[Entries taken from a collection]
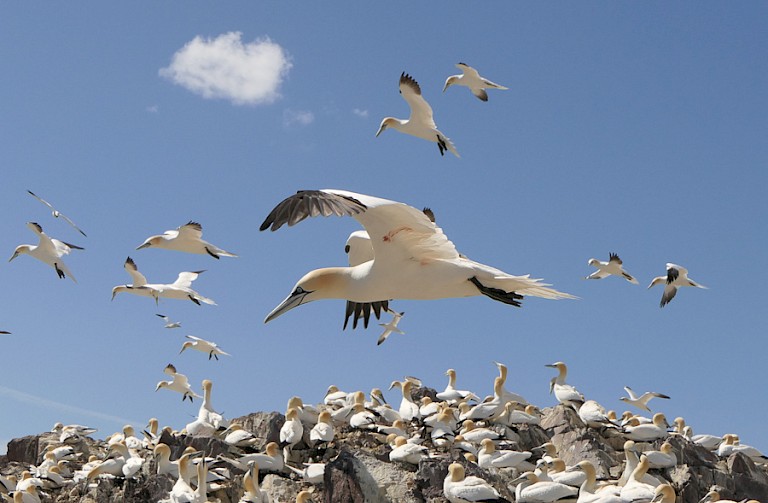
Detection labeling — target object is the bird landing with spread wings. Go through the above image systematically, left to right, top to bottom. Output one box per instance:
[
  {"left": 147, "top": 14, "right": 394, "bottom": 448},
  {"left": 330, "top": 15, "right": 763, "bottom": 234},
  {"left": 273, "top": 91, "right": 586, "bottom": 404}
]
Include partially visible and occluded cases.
[{"left": 260, "top": 189, "right": 576, "bottom": 328}]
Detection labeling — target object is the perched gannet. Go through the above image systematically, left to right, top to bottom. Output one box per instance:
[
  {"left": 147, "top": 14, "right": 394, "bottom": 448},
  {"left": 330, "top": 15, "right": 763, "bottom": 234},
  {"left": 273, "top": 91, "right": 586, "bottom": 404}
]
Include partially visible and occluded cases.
[
  {"left": 442, "top": 62, "right": 508, "bottom": 102},
  {"left": 376, "top": 72, "right": 459, "bottom": 157},
  {"left": 27, "top": 190, "right": 87, "bottom": 237},
  {"left": 261, "top": 190, "right": 575, "bottom": 326},
  {"left": 136, "top": 221, "right": 236, "bottom": 259},
  {"left": 9, "top": 222, "right": 83, "bottom": 282},
  {"left": 585, "top": 253, "right": 638, "bottom": 284},
  {"left": 111, "top": 257, "right": 216, "bottom": 305},
  {"left": 648, "top": 263, "right": 706, "bottom": 307},
  {"left": 377, "top": 309, "right": 405, "bottom": 345},
  {"left": 156, "top": 314, "right": 181, "bottom": 329},
  {"left": 179, "top": 335, "right": 230, "bottom": 360},
  {"left": 495, "top": 361, "right": 528, "bottom": 404},
  {"left": 546, "top": 362, "right": 585, "bottom": 407},
  {"left": 156, "top": 363, "right": 201, "bottom": 402},
  {"left": 436, "top": 368, "right": 478, "bottom": 403},
  {"left": 461, "top": 377, "right": 505, "bottom": 422},
  {"left": 199, "top": 379, "right": 228, "bottom": 430},
  {"left": 389, "top": 380, "right": 421, "bottom": 422},
  {"left": 323, "top": 385, "right": 350, "bottom": 407},
  {"left": 620, "top": 386, "right": 670, "bottom": 412},
  {"left": 577, "top": 400, "right": 617, "bottom": 430},
  {"left": 349, "top": 402, "right": 378, "bottom": 430},
  {"left": 496, "top": 402, "right": 540, "bottom": 426},
  {"left": 280, "top": 408, "right": 304, "bottom": 460},
  {"left": 430, "top": 408, "right": 457, "bottom": 448},
  {"left": 308, "top": 410, "right": 335, "bottom": 446},
  {"left": 623, "top": 413, "right": 670, "bottom": 442},
  {"left": 376, "top": 419, "right": 407, "bottom": 438},
  {"left": 459, "top": 420, "right": 500, "bottom": 444},
  {"left": 54, "top": 423, "right": 98, "bottom": 444},
  {"left": 222, "top": 424, "right": 260, "bottom": 448},
  {"left": 684, "top": 426, "right": 722, "bottom": 451},
  {"left": 717, "top": 434, "right": 767, "bottom": 462},
  {"left": 389, "top": 436, "right": 428, "bottom": 465},
  {"left": 478, "top": 438, "right": 531, "bottom": 469},
  {"left": 108, "top": 441, "right": 144, "bottom": 478},
  {"left": 618, "top": 441, "right": 663, "bottom": 488},
  {"left": 219, "top": 442, "right": 283, "bottom": 472},
  {"left": 644, "top": 442, "right": 677, "bottom": 469},
  {"left": 154, "top": 444, "right": 181, "bottom": 477},
  {"left": 163, "top": 453, "right": 196, "bottom": 503},
  {"left": 620, "top": 455, "right": 658, "bottom": 501},
  {"left": 547, "top": 459, "right": 586, "bottom": 488},
  {"left": 568, "top": 460, "right": 621, "bottom": 503},
  {"left": 239, "top": 461, "right": 268, "bottom": 503},
  {"left": 285, "top": 462, "right": 325, "bottom": 484},
  {"left": 443, "top": 462, "right": 501, "bottom": 503},
  {"left": 512, "top": 471, "right": 578, "bottom": 503},
  {"left": 651, "top": 484, "right": 677, "bottom": 503},
  {"left": 699, "top": 487, "right": 739, "bottom": 503}
]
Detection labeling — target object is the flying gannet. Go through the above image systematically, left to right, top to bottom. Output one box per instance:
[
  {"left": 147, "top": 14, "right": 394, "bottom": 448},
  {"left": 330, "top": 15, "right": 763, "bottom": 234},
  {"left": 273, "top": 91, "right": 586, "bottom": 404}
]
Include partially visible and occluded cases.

# Directions for this task
Across the preceding records, count the lines with the word "systematically" in them and give that figure alone.

# Answer to this exercise
3